START EXERCISE DATA

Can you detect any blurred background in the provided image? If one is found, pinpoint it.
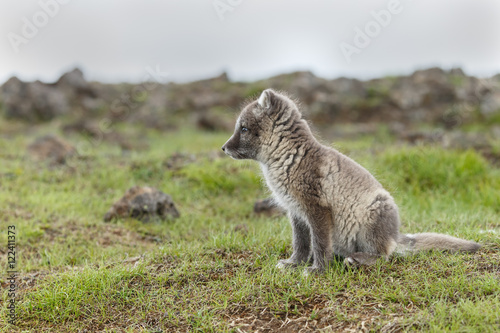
[0,0,500,156]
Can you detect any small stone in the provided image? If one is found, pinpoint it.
[104,186,180,222]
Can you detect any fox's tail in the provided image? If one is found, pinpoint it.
[397,232,481,252]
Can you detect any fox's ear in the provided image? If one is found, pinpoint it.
[257,89,278,109]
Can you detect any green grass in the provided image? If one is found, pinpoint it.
[0,123,500,332]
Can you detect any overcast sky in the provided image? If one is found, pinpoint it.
[0,0,500,83]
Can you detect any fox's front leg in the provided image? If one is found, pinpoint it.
[276,214,311,268]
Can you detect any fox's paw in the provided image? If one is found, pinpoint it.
[276,259,298,269]
[344,252,380,268]
[302,266,325,276]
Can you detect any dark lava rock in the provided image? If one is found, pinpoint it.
[253,198,285,216]
[27,135,76,164]
[104,186,180,222]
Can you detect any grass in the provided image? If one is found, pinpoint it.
[0,123,500,332]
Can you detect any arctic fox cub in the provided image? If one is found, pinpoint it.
[222,89,480,273]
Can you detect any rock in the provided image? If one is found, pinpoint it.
[233,224,248,236]
[27,135,76,164]
[104,186,180,222]
[442,131,491,151]
[253,198,285,216]
[196,112,234,132]
[55,68,97,97]
[480,91,500,117]
[163,152,196,170]
[1,77,69,122]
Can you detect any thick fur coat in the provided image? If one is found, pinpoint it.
[222,89,480,272]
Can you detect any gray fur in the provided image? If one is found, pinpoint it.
[222,89,480,272]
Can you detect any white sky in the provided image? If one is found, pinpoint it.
[0,0,500,84]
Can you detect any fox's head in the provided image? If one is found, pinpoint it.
[222,89,307,162]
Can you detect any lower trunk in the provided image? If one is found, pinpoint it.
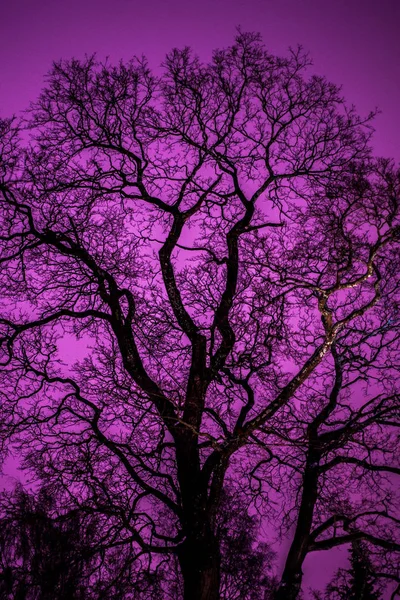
[178,539,220,600]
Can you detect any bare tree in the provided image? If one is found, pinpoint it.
[0,33,399,600]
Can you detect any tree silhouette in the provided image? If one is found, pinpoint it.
[0,33,400,600]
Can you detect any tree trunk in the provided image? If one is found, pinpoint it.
[178,535,221,600]
[274,449,320,600]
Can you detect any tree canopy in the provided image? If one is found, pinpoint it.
[0,32,400,600]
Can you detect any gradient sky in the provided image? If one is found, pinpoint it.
[0,0,400,596]
[0,0,400,161]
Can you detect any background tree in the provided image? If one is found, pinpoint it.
[0,33,399,600]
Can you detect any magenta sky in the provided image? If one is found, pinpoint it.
[0,0,400,596]
[0,0,400,160]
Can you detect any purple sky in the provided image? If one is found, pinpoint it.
[0,0,400,160]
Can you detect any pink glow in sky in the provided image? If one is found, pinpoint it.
[0,0,400,587]
[0,0,400,160]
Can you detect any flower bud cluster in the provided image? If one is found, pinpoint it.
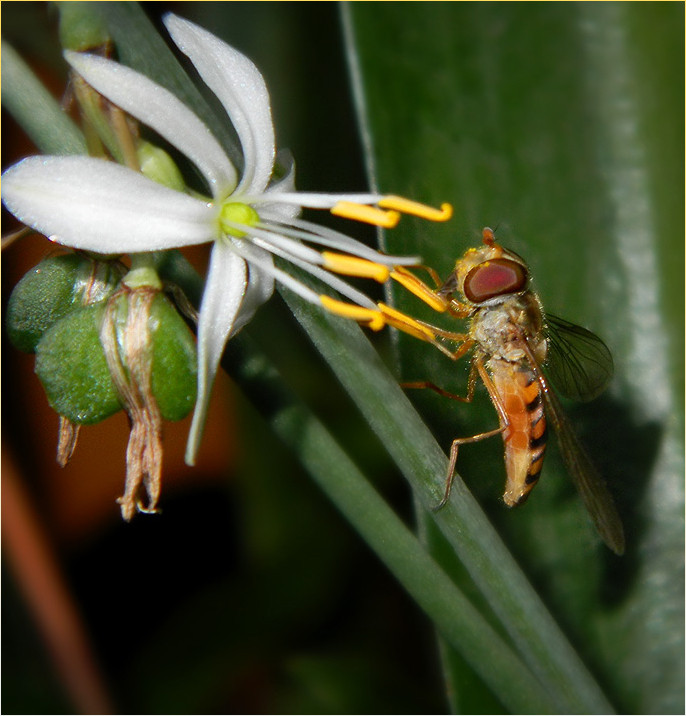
[6,253,197,520]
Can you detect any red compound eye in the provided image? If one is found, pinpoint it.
[464,259,527,303]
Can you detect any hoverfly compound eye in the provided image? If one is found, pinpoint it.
[464,259,528,303]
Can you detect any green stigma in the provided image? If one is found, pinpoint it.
[219,202,260,238]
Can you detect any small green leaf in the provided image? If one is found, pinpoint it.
[6,254,120,353]
[36,302,122,425]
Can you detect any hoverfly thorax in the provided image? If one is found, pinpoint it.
[386,228,624,554]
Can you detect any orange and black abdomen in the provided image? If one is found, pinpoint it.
[489,359,547,507]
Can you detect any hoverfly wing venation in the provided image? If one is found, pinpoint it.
[545,315,614,401]
[543,389,624,555]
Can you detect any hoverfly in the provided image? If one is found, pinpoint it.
[383,228,624,554]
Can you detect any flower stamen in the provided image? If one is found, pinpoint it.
[377,303,436,342]
[321,251,391,283]
[319,295,386,331]
[331,201,400,229]
[378,195,453,221]
[390,266,450,313]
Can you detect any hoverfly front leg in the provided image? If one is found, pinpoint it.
[436,353,509,512]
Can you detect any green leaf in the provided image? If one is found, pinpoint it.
[2,40,86,154]
[347,2,684,713]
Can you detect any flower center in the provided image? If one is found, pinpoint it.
[219,201,260,238]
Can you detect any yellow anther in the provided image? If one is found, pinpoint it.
[377,303,436,341]
[379,195,453,221]
[391,266,450,313]
[331,201,400,229]
[319,295,386,331]
[322,251,391,283]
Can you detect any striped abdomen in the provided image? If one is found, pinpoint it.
[489,358,547,507]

END EXERCISE DATA

THE TASK = Rewrite all the items above as a Markdown table with the columns "Row" and "Line", one line per row, numbered in order. Leave out blank lines and pictures.

ANSWER TO THE PROBLEM =
| Row | Line |
|---|---|
| 1 | Can you detect any blurred background in the provided image? If one is found, pinpoint it. |
| 2 | [0,0,500,156] |
| 3 | Can you detect any small stone in the provided image? If one is found, pinpoint it. |
| 4 | [104,186,180,222] |
| 5 | Can you detect any fox's tail in the provided image? If one is found, pinpoint it. |
| 6 | [397,232,481,252] |
| 7 | Can you detect any fox's ear in the provided image? If one is found, pinpoint it. |
| 8 | [257,89,278,109] |
| 9 | Can you detect any green grass in the provided image? If one is found, pinpoint it. |
| 10 | [0,123,500,332] |
| 11 | Can you detect any overcast sky in the provided image? If one is found, pinpoint it. |
| 12 | [0,0,500,83] |
| 13 | Can you detect any fox's front leg in the provided image? If one is found, pinpoint it. |
| 14 | [276,214,311,268] |
| 15 | Can you detect any fox's paw in the provided image? If one is found, pinpoint it. |
| 16 | [276,259,298,269] |
| 17 | [344,252,380,268] |
| 18 | [302,266,325,276] |
| 19 | Can you detect any dark lava rock in the provided image? If one is found, pinpoint it. |
| 20 | [253,198,285,216] |
| 21 | [27,135,76,164] |
| 22 | [104,186,180,222] |
| 23 | Can you detect any grass in the provided image? If one is found, pinpoint it. |
| 24 | [0,123,500,332] |
| 25 | Can you detect any arctic fox cub in the provided image? If one is found, pinpoint it. |
| 26 | [222,89,480,273] |
| 27 | Can you detect any rock in the provided image? If one is found, pinpoint it. |
| 28 | [233,224,248,236] |
| 29 | [27,135,76,164] |
| 30 | [104,186,180,222] |
| 31 | [442,131,491,151] |
| 32 | [253,198,285,216] |
| 33 | [196,112,234,132] |
| 34 | [55,68,97,97] |
| 35 | [480,91,500,117] |
| 36 | [163,152,196,170] |
| 37 | [1,77,69,122] |
| 38 | Can you detect any thick fur coat in the provided image? If one is found, pinpoint it. |
| 39 | [222,89,480,272] |
| 40 | Can you detect any gray fur in the provided image? If one is found, pinpoint it. |
| 41 | [222,89,480,272] |
| 42 | Can you detect any white sky in the provided image? If one is found, pinpoint it. |
| 43 | [0,0,500,84] |
| 44 | Can you detect any fox's head in the provided image? If one is found, pinpoint it. |
| 45 | [222,89,307,162] |
| 46 | Can you detect any lower trunk in the provided image? If one is found, pinpoint it. |
| 47 | [178,539,220,600] |
| 48 | Can you detect any bare tree in the provided image? If one is found, pinpoint it. |
| 49 | [0,33,399,600] |
| 50 | Can you detect any tree silhouette in the provided image? If one is found, pinpoint it. |
| 51 | [0,33,400,600] |
| 52 | Can you detect any tree trunk in the provided image? If one is found, pinpoint it. |
| 53 | [178,535,221,600] |
| 54 | [274,449,320,600] |
| 55 | Can you detect any tree canopy in the provided image? If one is found, pinpoint it. |
| 56 | [0,32,400,600] |
| 57 | Can you detect any gradient sky in the provided image? If one is found, pinpoint it. |
| 58 | [0,0,400,596] |
| 59 | [0,0,400,161] |
| 60 | Can you detect any background tree in the provided image? If one is found, pinpoint it. |
| 61 | [0,33,399,600] |
| 62 | Can you detect any magenta sky in the provided image? If one is found, pinpoint it. |
| 63 | [0,0,400,596] |
| 64 | [0,0,400,160] |
| 65 | Can you detect any purple sky in the provided image? If one is found, pinpoint it. |
| 66 | [0,0,400,160] |
| 67 | Can you detect any pink glow in sky in the provided image? If one is found, pinpoint it. |
| 68 | [0,0,400,587] |
| 69 | [0,0,400,160] |
| 70 | Can you detect any flower bud cluster in the provided image? If one is found, pinpoint it. |
| 71 | [6,253,197,520] |
| 72 | Can you detect any red compound eye in the provided image? If one is found, pinpoint it. |
| 73 | [464,259,527,303] |
| 74 | Can you detect any hoverfly compound eye in the provided image? If one is found, pinpoint it. |
| 75 | [464,259,528,303] |
| 76 | Can you detect any green stigma in the provided image? If one is found, pinpoint it. |
| 77 | [219,202,260,238] |
| 78 | Can you detect any small green leaf in the provided image? If one is found, pinpoint it. |
| 79 | [6,254,120,353] |
| 80 | [36,302,122,425] |
| 81 | Can you detect any hoverfly thorax in the provided image? If one is found, pinpoint it. |
| 82 | [386,228,624,554] |
| 83 | Can you detect any orange and black abdomen in the provided image? If one is found, pinpoint it. |
| 84 | [489,359,547,507] |
| 85 | Can you detect any hoverfly wing venation in the provided image? If one is found, pinpoint it. |
| 86 | [545,315,614,401] |
| 87 | [543,389,624,555] |
| 88 | Can you detect any hoverfly in the provided image? If one is found, pinpoint it. |
| 89 | [383,228,624,554] |
| 90 | Can you detect any flower stamen in the provided image? If one is found, pinpoint it. |
| 91 | [377,303,436,342] |
| 92 | [321,251,391,283] |
| 93 | [319,295,386,331] |
| 94 | [331,201,400,229] |
| 95 | [378,195,453,221] |
| 96 | [390,266,450,313] |
| 97 | Can you detect any hoverfly front leg in the provided image? If one is found, pinpoint it. |
| 98 | [436,353,509,512] |
| 99 | Can you detect any green leaf in the provided image? If one is found, pinpoint it. |
| 100 | [2,40,86,154] |
| 101 | [347,2,684,713] |
| 102 | Can you detect any flower center in the provided image? If one is found, pinpoint it. |
| 103 | [219,201,260,238] |
| 104 | Can you detect any yellow anther in the provided image? If one is found, pinpoint it. |
| 105 | [377,303,436,341] |
| 106 | [379,195,453,221] |
| 107 | [391,266,450,313] |
| 108 | [331,201,400,229] |
| 109 | [319,295,386,331] |
| 110 | [322,251,391,283] |
| 111 | Can you detect any striped abdomen in the provided image? If one is found, pinpoint it. |
| 112 | [489,358,547,507] |